● **PAGE**
····················

Opinion on the Financial Statements
We have audited the accompanying consolidated balance sheets of Enjoy Technology, Inc. and its subsidiaries (the “Company”) as of December 31, 2021 and 2020, and the related consolidated statements of operations and comprehensive loss, redeemable convertible preferred stock and stockholders’ deficit and cash flows for the years then ended, including the related notes (collectively referred to as the “consolidated financial statements”). In our opinion, the consolidated financial statements present fairly, in all material respects, the financial position of the Company as of December 31, 2021 and 2020, and the results of its operations and its cash flows for the years then ended in conformity with accounting principles generally accepted in the United States of America.
Substantial Doubt about the Company’s Ability to Continue as a Going Concern
The accompanying consolidated financial statements have been prepared assuming that the Company will continue as a going concern. As discussed in Note 1 to the consolidated financial statements, the Company has an accumulated deficit, incurred losses and cash outflows from operations that raise substantial doubt about its ability to continue as a going concern. Management’s plans in regard to these matters are also described in Note 1. The consolidated financial statements do not include any adjustments that might result from the outcome of this uncertainty.

····················

● **DATA**
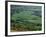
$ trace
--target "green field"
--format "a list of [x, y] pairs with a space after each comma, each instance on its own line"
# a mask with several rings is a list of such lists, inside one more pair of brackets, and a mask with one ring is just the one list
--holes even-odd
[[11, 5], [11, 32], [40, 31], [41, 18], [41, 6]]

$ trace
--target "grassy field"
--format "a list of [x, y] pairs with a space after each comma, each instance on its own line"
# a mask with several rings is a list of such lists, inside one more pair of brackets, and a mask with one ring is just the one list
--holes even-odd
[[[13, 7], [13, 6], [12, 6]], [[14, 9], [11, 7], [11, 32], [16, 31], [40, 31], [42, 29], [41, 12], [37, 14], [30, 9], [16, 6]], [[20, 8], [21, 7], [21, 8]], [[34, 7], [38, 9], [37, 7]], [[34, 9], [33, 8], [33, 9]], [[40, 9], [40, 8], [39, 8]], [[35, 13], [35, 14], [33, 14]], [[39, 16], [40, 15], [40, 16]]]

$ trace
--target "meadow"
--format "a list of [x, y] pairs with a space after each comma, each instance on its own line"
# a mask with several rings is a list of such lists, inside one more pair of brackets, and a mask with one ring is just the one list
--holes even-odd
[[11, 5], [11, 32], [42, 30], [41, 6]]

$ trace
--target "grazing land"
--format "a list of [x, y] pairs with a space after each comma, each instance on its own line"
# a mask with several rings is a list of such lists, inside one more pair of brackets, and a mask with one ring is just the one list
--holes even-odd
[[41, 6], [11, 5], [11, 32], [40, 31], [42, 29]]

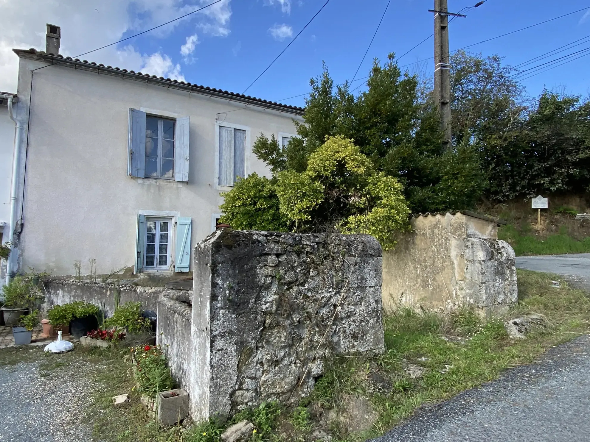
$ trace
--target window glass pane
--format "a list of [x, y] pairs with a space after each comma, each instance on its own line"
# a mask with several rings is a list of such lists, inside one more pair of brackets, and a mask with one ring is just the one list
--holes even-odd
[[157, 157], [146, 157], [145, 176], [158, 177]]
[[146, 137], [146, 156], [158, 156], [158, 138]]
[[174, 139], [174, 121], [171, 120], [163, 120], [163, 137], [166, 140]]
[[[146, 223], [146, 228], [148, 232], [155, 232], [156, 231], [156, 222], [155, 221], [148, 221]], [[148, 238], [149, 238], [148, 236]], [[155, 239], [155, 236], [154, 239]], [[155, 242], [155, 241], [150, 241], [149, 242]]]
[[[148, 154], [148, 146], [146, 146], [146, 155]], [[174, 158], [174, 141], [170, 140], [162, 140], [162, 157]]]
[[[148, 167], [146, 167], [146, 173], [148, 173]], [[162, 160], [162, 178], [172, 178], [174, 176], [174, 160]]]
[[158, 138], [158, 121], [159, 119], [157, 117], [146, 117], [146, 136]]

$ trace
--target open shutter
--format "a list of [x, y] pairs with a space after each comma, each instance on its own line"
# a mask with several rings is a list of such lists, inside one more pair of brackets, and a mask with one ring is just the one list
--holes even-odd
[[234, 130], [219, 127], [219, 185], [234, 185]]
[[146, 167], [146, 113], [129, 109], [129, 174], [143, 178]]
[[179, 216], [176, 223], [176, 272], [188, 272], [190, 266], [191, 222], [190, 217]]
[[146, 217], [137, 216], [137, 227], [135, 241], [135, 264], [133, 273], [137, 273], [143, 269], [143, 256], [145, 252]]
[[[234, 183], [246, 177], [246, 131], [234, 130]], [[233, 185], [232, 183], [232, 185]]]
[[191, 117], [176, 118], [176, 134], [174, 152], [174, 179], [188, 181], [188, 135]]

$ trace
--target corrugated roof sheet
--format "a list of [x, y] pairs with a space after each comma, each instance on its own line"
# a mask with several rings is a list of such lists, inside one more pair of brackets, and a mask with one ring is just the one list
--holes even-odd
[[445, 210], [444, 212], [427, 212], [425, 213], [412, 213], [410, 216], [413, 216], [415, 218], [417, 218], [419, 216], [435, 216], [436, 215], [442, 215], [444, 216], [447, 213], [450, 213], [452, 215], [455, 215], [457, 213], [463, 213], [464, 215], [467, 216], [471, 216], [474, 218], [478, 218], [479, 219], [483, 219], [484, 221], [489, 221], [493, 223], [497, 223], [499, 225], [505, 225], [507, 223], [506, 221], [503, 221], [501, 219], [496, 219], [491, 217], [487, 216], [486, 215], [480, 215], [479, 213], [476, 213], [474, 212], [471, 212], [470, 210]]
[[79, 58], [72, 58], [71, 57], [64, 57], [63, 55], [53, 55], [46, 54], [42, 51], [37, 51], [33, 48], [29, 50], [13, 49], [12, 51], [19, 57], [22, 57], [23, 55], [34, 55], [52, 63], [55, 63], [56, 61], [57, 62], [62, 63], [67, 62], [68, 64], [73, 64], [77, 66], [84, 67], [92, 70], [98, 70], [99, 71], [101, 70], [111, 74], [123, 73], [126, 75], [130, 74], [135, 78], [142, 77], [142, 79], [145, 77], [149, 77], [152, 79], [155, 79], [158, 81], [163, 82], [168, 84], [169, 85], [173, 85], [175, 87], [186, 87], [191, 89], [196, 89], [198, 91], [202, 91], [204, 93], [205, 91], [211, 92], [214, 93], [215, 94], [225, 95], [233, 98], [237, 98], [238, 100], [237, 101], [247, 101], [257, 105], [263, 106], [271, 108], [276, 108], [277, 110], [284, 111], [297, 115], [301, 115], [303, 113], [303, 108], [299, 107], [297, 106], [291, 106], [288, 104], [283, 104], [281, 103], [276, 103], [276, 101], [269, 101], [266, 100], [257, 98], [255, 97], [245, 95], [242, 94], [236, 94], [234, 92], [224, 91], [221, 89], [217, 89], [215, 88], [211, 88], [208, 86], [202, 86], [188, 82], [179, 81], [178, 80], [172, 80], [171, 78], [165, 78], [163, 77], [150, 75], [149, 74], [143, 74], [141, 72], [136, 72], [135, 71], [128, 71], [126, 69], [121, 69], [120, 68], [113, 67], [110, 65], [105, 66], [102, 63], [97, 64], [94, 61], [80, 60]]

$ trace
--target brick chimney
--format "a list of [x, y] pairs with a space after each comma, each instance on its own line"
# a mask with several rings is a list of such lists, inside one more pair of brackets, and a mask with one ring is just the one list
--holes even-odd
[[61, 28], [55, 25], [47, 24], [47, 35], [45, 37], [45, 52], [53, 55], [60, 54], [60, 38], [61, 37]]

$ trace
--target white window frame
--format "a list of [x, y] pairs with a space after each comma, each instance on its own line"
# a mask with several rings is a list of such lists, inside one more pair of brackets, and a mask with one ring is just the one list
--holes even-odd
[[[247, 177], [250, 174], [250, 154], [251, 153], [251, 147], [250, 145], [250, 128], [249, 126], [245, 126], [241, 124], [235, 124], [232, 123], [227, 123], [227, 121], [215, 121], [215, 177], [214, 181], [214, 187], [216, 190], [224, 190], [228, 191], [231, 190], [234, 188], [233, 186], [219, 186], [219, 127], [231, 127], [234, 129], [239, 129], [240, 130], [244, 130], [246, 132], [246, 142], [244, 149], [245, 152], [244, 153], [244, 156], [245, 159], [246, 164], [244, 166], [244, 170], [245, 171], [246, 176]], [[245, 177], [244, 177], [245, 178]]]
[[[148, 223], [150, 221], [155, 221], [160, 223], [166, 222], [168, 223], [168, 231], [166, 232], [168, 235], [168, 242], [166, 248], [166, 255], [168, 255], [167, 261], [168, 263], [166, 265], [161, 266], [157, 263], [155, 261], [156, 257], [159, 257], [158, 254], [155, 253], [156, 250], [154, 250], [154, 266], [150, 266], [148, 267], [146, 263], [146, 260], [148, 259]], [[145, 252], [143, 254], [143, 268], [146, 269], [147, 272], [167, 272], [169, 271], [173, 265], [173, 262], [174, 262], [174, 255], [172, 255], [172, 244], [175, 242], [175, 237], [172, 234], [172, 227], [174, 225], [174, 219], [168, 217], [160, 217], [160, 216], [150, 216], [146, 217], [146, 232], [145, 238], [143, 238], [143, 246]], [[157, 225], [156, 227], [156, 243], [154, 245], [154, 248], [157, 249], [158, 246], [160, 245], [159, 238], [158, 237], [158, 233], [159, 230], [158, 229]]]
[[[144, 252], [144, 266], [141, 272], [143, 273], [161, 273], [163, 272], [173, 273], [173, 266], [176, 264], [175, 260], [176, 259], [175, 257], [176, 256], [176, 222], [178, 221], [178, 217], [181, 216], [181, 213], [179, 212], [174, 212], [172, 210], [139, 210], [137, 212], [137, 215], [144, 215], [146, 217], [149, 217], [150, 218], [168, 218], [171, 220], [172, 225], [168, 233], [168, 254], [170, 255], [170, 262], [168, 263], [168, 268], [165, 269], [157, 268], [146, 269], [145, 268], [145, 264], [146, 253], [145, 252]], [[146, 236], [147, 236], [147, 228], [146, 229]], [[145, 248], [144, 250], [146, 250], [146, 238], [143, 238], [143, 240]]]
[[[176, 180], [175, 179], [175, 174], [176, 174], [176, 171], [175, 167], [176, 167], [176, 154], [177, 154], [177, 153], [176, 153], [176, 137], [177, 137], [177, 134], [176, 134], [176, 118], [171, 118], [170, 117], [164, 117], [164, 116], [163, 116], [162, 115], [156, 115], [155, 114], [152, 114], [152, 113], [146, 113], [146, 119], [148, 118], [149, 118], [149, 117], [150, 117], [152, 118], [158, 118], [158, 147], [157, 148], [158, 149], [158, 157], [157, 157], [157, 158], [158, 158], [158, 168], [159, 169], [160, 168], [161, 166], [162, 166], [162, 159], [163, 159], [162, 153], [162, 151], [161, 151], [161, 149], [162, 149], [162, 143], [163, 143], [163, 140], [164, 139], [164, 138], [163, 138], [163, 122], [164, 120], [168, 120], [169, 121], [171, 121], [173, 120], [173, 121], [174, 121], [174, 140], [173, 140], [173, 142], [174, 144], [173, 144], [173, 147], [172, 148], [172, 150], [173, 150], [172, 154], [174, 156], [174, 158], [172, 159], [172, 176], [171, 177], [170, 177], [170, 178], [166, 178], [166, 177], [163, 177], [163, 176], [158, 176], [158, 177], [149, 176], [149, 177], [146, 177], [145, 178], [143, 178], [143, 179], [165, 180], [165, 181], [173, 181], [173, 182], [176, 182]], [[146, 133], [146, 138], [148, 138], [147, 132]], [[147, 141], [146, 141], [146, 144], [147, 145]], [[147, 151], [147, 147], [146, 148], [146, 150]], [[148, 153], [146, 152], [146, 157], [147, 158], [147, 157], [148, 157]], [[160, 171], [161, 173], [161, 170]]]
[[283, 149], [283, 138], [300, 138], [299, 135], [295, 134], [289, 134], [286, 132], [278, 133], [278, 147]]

····················

● **ACTIONS TO TAKE**
A: In the audit opinion, rewrite the passage from "Opinion on the" up to and including "States of America.", putting "affiliates" in place of "subsidiaries".
B: According to the audit opinion, why is there substantial doubt about the Company's ability to continue as a going concern?
C: As of which dates were the consolidated balance sheets audited, according to the audit opinion?
None of the material is needed here.

● **EXPECTED RESPONSES**
A:
Opinion on the Financial Statements
We have audited the accompanying consolidated balance sheets of Enjoy Technology, Inc. and its affiliates (the “Company”) as of December 31, 2021 and 2020, and the related consolidated statements of operations and comprehensive loss, redeemable convertible preferred stock and stockholders’ deficit and cash flows for the years then ended, including the related notes (collectively referred to as the “consolidated financial statements”). In our opinion, the consolidated financial statements present fairly, in all material respects, the financial position of the Company as of December 31, 2021 and 2020, and the results of its operations and its cash flows for the years then ended in conformity with accounting principles generally accepted in the United States of America.

B: The Company has an accumulated deficit, incurred losses and cash outflows from operations. These raise substantial doubt about its ability to continue as a going concern.

C: December 31, 2021 and 2020.